■ WORK REQUEST
Your answer should consist of the lines in the following data that contain "town".

■ SOURCE MATERIAL
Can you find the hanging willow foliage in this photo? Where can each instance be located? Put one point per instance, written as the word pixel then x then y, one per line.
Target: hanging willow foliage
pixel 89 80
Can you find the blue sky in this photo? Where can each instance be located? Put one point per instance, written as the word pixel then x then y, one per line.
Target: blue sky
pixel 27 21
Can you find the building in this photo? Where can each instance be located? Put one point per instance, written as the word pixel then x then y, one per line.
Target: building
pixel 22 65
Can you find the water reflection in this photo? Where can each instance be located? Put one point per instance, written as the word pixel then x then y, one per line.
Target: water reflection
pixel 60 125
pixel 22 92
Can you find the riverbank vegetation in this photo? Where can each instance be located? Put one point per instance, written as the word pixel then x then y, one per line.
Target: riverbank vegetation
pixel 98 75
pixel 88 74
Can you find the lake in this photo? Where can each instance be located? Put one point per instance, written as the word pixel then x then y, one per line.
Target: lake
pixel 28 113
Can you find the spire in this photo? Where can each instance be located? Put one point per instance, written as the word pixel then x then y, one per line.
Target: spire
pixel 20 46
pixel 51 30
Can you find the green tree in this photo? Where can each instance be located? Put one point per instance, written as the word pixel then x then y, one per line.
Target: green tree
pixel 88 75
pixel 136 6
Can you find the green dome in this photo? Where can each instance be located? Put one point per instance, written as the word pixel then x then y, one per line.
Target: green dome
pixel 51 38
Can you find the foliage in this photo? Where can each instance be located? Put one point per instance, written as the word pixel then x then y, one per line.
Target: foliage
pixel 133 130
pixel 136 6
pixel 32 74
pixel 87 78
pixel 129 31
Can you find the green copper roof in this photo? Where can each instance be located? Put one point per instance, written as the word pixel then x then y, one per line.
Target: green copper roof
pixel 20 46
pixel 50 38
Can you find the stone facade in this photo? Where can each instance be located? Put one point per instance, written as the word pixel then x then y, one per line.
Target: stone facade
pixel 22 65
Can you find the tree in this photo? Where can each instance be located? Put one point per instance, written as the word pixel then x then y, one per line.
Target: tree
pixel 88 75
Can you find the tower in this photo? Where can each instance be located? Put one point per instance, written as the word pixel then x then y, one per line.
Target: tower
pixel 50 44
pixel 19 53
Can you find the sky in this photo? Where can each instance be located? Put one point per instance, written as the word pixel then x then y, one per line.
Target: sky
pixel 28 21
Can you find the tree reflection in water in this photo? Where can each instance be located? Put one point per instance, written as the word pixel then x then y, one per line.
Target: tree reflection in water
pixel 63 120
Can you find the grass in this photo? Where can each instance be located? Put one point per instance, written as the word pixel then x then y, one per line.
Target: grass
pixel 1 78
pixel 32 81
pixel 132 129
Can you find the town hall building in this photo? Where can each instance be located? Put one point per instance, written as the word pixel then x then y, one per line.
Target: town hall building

■ OUTPUT OF THE TASK
Can you find the town hall building in this photo? Where can each instance be located? Put one point per instance, written as the word pixel then x then y, one per line.
Target: town hall building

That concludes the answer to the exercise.